Assigned task -
Repeat the records below exactly as they appear.

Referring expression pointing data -
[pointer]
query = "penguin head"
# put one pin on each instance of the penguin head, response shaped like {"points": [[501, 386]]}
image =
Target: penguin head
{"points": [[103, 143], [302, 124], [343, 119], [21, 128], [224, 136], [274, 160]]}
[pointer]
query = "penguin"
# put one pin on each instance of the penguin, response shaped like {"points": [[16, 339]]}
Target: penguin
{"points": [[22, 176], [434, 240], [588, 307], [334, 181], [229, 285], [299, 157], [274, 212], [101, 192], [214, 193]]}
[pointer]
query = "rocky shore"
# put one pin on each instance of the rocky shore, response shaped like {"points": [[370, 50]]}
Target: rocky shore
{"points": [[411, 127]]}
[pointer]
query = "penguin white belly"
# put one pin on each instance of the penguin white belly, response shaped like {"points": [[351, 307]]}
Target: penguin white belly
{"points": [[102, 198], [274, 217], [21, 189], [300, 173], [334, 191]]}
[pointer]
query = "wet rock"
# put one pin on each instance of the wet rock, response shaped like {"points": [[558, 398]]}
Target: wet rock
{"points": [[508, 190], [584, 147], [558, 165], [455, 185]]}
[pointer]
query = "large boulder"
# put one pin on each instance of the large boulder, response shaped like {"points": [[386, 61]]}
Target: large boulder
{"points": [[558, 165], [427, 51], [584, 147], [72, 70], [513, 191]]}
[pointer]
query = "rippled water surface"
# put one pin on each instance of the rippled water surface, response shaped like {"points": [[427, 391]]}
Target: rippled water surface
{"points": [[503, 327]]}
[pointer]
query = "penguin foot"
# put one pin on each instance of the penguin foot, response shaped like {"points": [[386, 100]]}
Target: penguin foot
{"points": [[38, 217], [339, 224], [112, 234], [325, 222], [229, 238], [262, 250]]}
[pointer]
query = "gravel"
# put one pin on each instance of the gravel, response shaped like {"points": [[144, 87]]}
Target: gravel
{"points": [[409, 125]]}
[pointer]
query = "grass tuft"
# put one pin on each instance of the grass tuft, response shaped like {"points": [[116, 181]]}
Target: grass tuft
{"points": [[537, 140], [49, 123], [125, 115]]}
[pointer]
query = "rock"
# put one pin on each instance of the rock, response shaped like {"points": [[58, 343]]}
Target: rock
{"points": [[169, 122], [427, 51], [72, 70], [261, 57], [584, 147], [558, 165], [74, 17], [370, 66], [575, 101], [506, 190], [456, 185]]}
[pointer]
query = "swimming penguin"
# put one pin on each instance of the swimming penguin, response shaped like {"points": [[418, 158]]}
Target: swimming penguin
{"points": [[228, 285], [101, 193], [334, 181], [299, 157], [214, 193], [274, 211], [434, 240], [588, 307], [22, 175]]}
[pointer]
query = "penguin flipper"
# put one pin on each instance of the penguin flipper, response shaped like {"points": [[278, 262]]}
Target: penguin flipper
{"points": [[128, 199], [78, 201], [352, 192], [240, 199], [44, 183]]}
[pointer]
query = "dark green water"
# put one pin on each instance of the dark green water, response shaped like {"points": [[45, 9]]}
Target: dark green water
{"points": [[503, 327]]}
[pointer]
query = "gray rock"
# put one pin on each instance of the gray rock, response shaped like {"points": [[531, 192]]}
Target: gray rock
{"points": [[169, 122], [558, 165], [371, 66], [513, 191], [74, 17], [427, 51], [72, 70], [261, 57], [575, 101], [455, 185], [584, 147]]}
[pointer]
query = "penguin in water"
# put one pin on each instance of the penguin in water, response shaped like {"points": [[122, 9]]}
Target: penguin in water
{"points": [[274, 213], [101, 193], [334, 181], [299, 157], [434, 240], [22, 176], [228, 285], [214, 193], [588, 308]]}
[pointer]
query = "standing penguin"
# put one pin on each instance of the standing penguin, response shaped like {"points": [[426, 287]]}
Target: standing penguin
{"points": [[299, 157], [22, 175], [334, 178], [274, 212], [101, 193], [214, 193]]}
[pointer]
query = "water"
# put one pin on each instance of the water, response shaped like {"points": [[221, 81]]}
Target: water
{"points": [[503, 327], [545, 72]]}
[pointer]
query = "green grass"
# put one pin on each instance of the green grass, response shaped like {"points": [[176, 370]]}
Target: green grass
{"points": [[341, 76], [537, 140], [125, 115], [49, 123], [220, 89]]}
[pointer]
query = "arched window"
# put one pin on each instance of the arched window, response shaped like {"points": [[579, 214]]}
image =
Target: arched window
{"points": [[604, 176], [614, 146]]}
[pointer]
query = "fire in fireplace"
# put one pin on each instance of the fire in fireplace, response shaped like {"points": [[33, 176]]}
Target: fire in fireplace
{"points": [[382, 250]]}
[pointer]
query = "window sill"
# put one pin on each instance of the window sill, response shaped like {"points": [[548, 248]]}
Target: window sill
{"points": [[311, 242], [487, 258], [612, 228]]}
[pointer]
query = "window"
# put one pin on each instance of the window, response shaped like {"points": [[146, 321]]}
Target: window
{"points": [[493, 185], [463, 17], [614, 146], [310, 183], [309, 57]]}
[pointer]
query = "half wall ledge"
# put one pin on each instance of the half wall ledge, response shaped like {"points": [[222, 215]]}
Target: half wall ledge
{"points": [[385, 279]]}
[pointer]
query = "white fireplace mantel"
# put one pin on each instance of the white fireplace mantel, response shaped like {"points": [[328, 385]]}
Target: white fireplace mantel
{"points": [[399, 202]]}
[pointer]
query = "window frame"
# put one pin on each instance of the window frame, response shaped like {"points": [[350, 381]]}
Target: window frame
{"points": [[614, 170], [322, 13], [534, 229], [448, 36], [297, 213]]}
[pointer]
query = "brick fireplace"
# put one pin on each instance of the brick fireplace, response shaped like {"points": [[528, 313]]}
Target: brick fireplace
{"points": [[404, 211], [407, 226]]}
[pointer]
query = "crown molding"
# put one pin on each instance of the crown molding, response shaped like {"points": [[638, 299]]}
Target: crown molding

Response to this task -
[pointer]
query = "penguin head"
# put one pin on each instance of the penguin head, response shaped like {"points": [[501, 386]]}
image =
Target: penguin head
{"points": [[103, 143], [302, 124], [343, 119], [21, 128], [224, 136], [274, 160]]}
[pointer]
query = "penguin"
# put one pin on each instance of the penguin, response shaped like {"points": [[16, 339]]}
Target: penguin
{"points": [[22, 176], [434, 240], [588, 307], [334, 181], [229, 285], [299, 157], [274, 212], [101, 192], [214, 193]]}
[pointer]
query = "rocky shore"
# put one pin on each instance of the rocky shore, response shaped like {"points": [[370, 50]]}
Target: rocky shore
{"points": [[411, 127]]}
[pointer]
query = "penguin white belly"
# put one pin on each instance of the penguin white belly, response shaped like {"points": [[351, 307]]}
Target: penguin white belly
{"points": [[102, 198], [274, 217], [21, 189], [300, 173], [334, 191]]}
[pointer]
query = "wet rock"
# put one pin on each instance of the wet rock, response shaped like {"points": [[558, 398]]}
Target: wet rock
{"points": [[508, 190], [584, 147], [558, 165], [455, 185]]}
[pointer]
query = "large boulder"
# put one pin on each instance of the large boulder, response shaped like {"points": [[386, 61]]}
Target: large boulder
{"points": [[558, 165], [427, 51], [584, 147], [72, 70], [513, 191]]}
[pointer]
query = "rippled water surface"
# put one pin on each instance of the rippled water surface, response shaped like {"points": [[427, 391]]}
Target: rippled water surface
{"points": [[503, 327]]}
[pointer]
query = "penguin foot"
# put one pin on each instance of the penguin foot, response shaped like {"points": [[386, 100]]}
Target: penguin foot
{"points": [[38, 217], [339, 224], [112, 234], [325, 222], [229, 238], [262, 250]]}
[pointer]
query = "gravel"
# put one pin on each instance of the gravel, response shaped like {"points": [[144, 87]]}
Target: gravel
{"points": [[409, 125]]}
[pointer]
query = "grass tuft"
# put one pin on each instance of the grass tuft, response shaped like {"points": [[116, 181]]}
Target: grass tuft
{"points": [[537, 140], [49, 123], [125, 115]]}
[pointer]
query = "rock"
# put one pin on each instance of the rock, response shaped like {"points": [[58, 343]]}
Target: rock
{"points": [[169, 122], [427, 51], [72, 70], [261, 57], [584, 147], [558, 165], [74, 17], [370, 66], [575, 101], [506, 190], [456, 185]]}
[pointer]
query = "swimming penguin"
# put one pin on each instance of the swimming penguin, response shaped like {"points": [[418, 158]]}
Target: swimming penguin
{"points": [[228, 285], [101, 193], [334, 181], [299, 157], [214, 193], [274, 211], [434, 240], [588, 307], [22, 175]]}
[pointer]
query = "penguin flipper"
# put one pin on each instance of the penguin flipper, response shaped like {"points": [[278, 262]]}
Target: penguin flipper
{"points": [[128, 199], [78, 201], [352, 192], [240, 199], [44, 183]]}
[pointer]
query = "dark green water"
# put one pin on each instance of the dark green water, response shaped like {"points": [[45, 9]]}
Target: dark green water
{"points": [[503, 327]]}
[pointer]
query = "gray rock"
# put one pin on each instance of the gray rock, response shaped like {"points": [[531, 192]]}
Target: gray rock
{"points": [[169, 122], [558, 165], [371, 66], [513, 191], [74, 17], [427, 51], [72, 70], [261, 57], [575, 101], [455, 185], [584, 147]]}
[pointer]
query = "penguin in water"
# put one pin on each instance of the penguin in water, response shaped like {"points": [[122, 9]]}
Target: penguin in water
{"points": [[274, 213], [101, 193], [334, 181], [299, 157], [434, 240], [22, 176], [228, 285], [214, 193], [588, 308]]}
[pointer]
query = "standing penguin"
# put one pin on each instance of the standing penguin, response shaped like {"points": [[426, 287]]}
Target: standing penguin
{"points": [[299, 157], [22, 175], [334, 178], [274, 212], [101, 193], [214, 193]]}
[pointer]
query = "water"
# put one pin on each instance of the water, response shaped like {"points": [[221, 81]]}
Target: water
{"points": [[503, 327], [545, 72]]}
[pointer]
query = "green grass"
# put one pin on each instance of the green grass, response shaped like {"points": [[176, 370]]}
Target: green grass
{"points": [[341, 76], [537, 140], [125, 115], [49, 123], [220, 89]]}
[pointer]
query = "arched window"
# put one pin on each instance of the arched window, response shaped like {"points": [[579, 214]]}
image =
Target: arched window
{"points": [[604, 176], [614, 146]]}
[pointer]
query = "fire in fireplace"
# put one pin on each instance of the fire in fireplace, response shaped like {"points": [[33, 176]]}
Target: fire in fireplace
{"points": [[382, 250]]}
[pointer]
query = "window sill"
# put one pin on each instance of the window sill, response shaped like {"points": [[548, 248]]}
Target: window sill
{"points": [[311, 242], [487, 258], [612, 228]]}
[pointer]
query = "window"
# put one pin on each instance of the window, response shaped like {"points": [[146, 321]]}
Target: window
{"points": [[493, 185], [463, 17], [614, 146], [310, 183], [309, 57]]}
[pointer]
query = "half wall ledge"
# put one pin on each instance of the half wall ledge, response shaped like {"points": [[222, 215]]}
Target: half wall ledge
{"points": [[385, 279]]}
[pointer]
query = "white fireplace mantel"
# put one pin on each instance of the white fireplace mantel, response shaped like {"points": [[328, 385]]}
Target: white fireplace mantel
{"points": [[399, 202]]}
[pointer]
query = "window frame"
# put one pin on each instance of the window frame, response shaped like {"points": [[350, 381]]}
Target: window frame
{"points": [[614, 170], [322, 13], [534, 229], [448, 36], [297, 213]]}
[pointer]
query = "brick fireplace"
# put one pin on each instance of the brick fireplace, response shaped like {"points": [[528, 313]]}
Target: brick fireplace
{"points": [[404, 211], [407, 226]]}
[pointer]
query = "crown molding"
# put one pin on each instance of the crown molding, response shaped like {"points": [[638, 299]]}
Target: crown molding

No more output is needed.